# Tarea asignada
Reproduce el pasaje sobre el golpe de 1936 sustituyendo "guerra civil" por "contienda civil". Empieza en las palabras que contienen "El pasado español" y termina tras "iniciado en 1930.".

# Fragmento seleccionado

Afortunadamente, la Barcelona y la Cataluña del 1 de octubre es un experimento, un enorme laboratorio que nos conduce al pasado del Frente Popular y al futuro de nuestra patria, porque en esencia, las fuerzas que contienden ahora mismo es Cataluña son las herederas de las que contendieron hace casi cien años

El pasado español nos enseña varias cosas. La primera, que a una guerra civil no se llega de la noche a la mañana. La historiografía comunista española ha idealizado falsariamente la República y ha retratado la guerra civil como la consecuencia de un golpe de Estado contra la población. Este relato es de un simplismo atroz y ha tenido como consecuencia que los españoles de hoy no sean capaces de discernir con claridad lo que supone entrar por la senda de la negación de la legalidad vigente. Cuando se niega la Ley, solo hay una alternativa: la Revolución. Y no existen revoluciones sin muertos ni enfrentamientos civiles. Eso mismo es lo que acabó ocurriendo en 1936. La reacción militar y social ante un proceso revolucionario que se había iniciado en 1930.

El golpe de 1936 y sus causas

Así mismo, las últimas investigaciones históricas que demuestran que la victoria electoral del Frente Popular fue un fraude (que nos recuerda a los episodios vividos en Barcelona este 1 de octubre de 2017 con las urnas que llegaban a los colegios ya llenas de papeletas) arrojan una luz y un enfoque distinto sobre lo ocurrido en 1936 y explican mejor que el relato comunista que nos enseñaron en el colegio por qué una gran parte de la población española apoyó la insurrección militar encabezada por Franco. No se engañen: sin ese apoyo popular el triunfo de Franco habría sido imposible. Y muchas de las personas que apoyaron (de forma activa o pasiva) el golpe de estado de 1936 no lo hicieron por que fueran más o menos militaristas o fascistas, sino porque comprendieron que España estaba en una situación anárquica. Baste recordar que entre febrero de 1936 y julio del mismo año había tres asesinatos políticos diarios. Lean por favor las memorias de personas tan poco «fascistas» como Orwell o José Luis Sampedro, cuando reflejan como se vivía esa revolución idílica en las calles. En una situación de inseguridad así, con la crispación general que esto supone y que ahora podemos ver en Barcelona como si fuera un laboratorio, ¿cuántos de nosotros hoy no desearíamos una vuelta al orden y al trabajo y a la paz social? ?¿cuántos no estarían temerosos de ver grupos de jóvenes armados  de la CUP irrumpiendo en los comercios? ¿No es acaso justamente la quiebra de la convivencia lo que más temen las personas normales de Barcelona a día de hoy?

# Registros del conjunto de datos
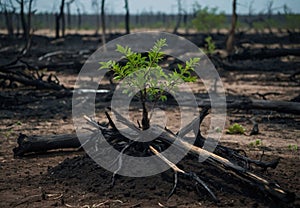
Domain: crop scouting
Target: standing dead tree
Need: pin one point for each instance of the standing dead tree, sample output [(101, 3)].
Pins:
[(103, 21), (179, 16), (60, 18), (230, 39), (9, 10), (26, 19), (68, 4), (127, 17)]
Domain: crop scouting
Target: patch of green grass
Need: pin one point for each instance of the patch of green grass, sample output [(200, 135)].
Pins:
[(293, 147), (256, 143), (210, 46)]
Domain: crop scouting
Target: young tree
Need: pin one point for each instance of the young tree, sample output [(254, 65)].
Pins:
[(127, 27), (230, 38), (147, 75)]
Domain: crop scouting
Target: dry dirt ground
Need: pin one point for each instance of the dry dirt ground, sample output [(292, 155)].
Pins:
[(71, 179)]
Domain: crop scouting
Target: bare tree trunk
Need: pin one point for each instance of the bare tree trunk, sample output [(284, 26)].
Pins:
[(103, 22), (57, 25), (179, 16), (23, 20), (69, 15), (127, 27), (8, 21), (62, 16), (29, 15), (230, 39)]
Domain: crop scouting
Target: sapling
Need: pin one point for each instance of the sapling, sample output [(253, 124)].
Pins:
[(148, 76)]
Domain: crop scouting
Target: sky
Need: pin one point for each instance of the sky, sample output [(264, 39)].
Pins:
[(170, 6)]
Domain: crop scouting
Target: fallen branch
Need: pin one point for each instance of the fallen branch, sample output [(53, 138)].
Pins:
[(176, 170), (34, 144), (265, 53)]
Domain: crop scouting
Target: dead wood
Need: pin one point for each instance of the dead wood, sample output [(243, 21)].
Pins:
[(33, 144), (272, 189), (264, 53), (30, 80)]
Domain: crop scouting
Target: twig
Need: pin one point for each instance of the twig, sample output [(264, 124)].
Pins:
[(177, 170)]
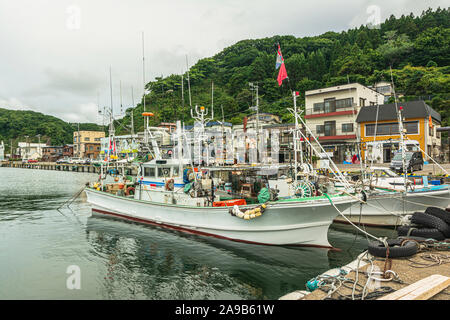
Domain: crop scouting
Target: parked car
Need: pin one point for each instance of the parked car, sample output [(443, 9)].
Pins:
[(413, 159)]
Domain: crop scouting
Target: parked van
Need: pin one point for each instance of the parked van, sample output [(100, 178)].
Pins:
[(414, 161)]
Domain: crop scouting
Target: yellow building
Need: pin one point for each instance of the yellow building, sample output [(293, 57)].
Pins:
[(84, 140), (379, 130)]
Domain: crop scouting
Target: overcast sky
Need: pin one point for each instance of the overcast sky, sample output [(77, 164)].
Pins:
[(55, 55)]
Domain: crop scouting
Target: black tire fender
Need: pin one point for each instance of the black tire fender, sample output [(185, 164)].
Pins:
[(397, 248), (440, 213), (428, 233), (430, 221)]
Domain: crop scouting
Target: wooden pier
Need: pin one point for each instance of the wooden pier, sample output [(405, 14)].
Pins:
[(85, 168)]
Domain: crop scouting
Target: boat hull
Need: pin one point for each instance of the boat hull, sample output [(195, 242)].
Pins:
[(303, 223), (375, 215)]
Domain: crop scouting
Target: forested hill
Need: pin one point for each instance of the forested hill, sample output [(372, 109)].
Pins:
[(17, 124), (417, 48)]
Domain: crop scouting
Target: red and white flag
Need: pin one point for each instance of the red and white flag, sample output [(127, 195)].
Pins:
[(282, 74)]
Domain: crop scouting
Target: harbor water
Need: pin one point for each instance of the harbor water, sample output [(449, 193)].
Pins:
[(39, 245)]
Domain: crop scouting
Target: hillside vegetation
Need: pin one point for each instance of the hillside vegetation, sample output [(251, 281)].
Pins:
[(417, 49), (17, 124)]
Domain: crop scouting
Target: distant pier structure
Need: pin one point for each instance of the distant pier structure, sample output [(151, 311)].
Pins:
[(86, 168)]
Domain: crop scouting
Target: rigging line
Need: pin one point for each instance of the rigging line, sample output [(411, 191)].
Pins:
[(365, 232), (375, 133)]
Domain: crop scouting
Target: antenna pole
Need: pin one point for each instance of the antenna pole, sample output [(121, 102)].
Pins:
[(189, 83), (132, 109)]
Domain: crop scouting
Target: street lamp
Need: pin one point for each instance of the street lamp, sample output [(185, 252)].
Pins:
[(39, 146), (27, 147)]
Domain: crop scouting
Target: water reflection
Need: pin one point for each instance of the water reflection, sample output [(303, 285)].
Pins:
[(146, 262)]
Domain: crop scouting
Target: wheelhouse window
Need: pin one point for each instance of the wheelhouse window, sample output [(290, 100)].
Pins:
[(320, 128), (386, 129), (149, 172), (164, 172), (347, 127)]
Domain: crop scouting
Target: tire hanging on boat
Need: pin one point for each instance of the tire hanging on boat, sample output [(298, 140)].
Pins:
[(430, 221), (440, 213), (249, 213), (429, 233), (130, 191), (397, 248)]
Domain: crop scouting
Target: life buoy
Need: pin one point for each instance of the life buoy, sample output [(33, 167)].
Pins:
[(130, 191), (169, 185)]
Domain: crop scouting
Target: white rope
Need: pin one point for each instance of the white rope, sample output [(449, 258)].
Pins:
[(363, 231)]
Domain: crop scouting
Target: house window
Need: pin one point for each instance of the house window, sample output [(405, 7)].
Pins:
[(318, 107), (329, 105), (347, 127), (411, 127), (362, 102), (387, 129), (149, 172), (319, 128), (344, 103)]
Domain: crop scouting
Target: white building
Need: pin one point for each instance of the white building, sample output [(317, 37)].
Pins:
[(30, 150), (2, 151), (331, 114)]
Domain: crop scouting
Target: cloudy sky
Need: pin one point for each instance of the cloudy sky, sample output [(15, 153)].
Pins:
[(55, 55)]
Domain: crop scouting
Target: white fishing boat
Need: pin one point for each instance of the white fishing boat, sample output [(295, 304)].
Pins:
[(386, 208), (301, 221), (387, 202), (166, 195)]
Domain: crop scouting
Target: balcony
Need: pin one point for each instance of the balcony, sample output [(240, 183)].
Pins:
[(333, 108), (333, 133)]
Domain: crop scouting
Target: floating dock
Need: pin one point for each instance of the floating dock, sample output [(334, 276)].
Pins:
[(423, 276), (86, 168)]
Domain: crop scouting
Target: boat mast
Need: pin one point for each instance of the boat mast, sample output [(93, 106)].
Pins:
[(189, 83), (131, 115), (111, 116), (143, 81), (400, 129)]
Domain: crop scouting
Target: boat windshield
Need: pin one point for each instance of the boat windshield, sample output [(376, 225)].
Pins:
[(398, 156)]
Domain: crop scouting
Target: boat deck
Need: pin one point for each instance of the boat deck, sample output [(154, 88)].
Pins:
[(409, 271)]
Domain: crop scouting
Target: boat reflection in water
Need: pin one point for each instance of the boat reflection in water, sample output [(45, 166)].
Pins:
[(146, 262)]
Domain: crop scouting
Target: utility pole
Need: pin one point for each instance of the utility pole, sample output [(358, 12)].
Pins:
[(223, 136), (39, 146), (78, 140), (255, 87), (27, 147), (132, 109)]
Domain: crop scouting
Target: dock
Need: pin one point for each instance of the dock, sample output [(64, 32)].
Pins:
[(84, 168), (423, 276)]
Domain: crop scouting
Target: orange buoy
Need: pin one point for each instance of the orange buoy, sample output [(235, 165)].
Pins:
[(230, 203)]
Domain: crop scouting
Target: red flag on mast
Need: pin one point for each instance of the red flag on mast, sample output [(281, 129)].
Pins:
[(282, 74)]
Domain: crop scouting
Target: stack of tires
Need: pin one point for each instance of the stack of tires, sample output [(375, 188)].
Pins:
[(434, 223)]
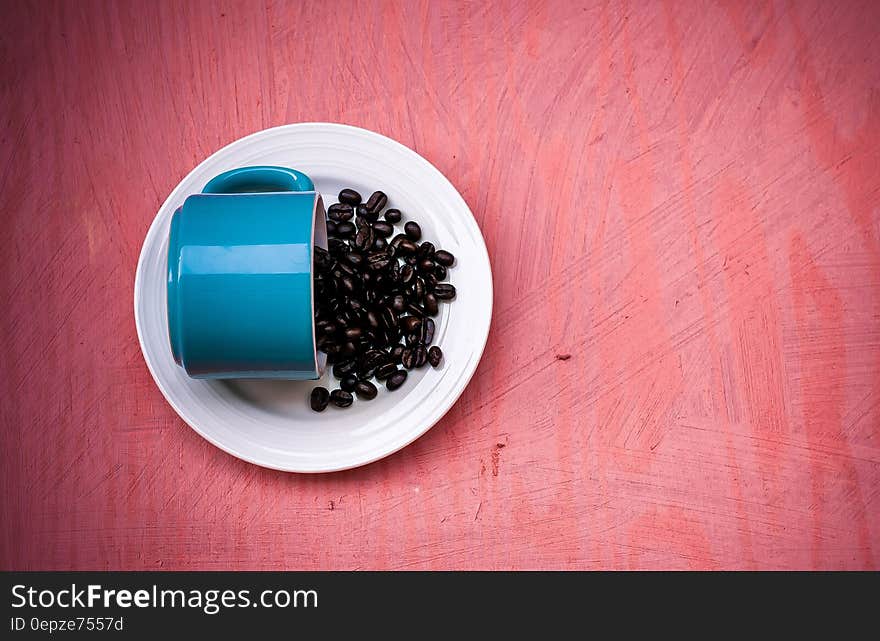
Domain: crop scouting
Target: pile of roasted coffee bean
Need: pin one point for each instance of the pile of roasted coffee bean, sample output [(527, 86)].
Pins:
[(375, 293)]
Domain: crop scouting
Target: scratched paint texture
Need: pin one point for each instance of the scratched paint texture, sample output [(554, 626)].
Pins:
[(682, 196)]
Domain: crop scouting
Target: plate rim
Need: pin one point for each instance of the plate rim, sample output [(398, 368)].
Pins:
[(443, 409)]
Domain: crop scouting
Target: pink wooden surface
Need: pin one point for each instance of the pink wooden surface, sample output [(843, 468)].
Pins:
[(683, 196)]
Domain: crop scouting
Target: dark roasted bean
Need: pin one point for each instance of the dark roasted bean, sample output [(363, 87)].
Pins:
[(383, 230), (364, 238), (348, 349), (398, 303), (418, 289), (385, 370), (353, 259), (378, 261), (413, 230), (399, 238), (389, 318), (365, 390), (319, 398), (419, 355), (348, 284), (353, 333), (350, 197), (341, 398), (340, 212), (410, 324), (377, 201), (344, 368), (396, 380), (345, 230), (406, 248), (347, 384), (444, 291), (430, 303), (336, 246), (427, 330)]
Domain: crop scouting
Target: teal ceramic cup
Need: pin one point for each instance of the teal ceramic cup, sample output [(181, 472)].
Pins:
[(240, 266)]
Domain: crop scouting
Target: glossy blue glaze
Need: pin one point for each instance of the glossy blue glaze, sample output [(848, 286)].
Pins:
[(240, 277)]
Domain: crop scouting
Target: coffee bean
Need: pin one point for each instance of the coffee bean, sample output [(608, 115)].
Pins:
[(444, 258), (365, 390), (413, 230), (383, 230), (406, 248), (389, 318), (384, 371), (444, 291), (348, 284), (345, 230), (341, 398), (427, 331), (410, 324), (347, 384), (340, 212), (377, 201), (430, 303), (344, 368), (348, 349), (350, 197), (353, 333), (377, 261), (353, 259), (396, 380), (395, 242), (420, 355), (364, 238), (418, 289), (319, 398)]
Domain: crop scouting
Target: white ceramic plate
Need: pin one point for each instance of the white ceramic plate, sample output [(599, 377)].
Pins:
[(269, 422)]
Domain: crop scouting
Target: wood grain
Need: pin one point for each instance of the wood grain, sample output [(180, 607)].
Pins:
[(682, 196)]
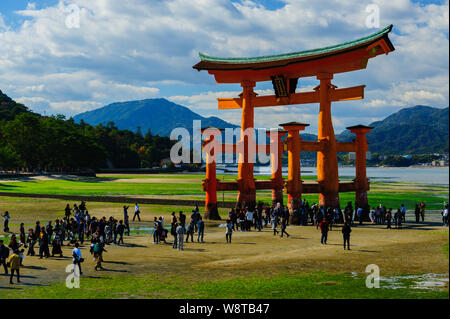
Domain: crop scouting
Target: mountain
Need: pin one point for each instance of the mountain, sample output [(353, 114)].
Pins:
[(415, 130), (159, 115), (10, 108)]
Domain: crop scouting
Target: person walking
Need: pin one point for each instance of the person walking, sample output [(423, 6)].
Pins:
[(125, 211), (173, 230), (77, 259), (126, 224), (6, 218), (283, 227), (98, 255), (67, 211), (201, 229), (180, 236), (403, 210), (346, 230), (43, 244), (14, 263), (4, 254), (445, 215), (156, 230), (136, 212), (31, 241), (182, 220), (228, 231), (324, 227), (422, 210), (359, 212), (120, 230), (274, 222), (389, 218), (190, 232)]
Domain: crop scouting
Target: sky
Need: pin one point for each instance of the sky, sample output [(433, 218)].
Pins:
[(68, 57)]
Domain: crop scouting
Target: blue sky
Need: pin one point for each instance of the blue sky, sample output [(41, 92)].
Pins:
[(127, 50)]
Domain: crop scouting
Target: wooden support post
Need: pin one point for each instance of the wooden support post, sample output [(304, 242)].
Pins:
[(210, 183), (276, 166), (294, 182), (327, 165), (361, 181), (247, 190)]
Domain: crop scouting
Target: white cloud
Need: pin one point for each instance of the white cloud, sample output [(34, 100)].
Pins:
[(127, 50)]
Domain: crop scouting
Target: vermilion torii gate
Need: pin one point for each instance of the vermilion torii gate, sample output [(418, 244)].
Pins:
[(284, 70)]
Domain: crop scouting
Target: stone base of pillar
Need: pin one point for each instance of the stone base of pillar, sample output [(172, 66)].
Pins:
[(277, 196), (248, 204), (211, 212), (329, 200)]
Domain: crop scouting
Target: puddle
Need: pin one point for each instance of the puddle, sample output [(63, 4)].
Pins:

# Resultado obtenido
El pasado español nos enseña varias cosas. La primera, que a una contienda civil no se llega de la noche a la mañana. La historiografía comunista española ha idealizado falsariamente la República y ha retratado la contienda civil como la consecuencia de un golpe de Estado contra la población. Este relato es de un simplismo atroz y ha tenido como consecuencia que los españoles de hoy no sean capaces de discernir con claridad lo que supone entrar por la senda de la negación de la legalidad vigente. Cuando se niega la Ley, solo hay una alternativa: la Revolución. Y no existen revoluciones sin muertos ni enfrentamientos civiles. Eso mismo es lo que acabó ocurriendo en 1936. La reacción militar y social ante un proceso revolucionario que se había iniciado en 1930.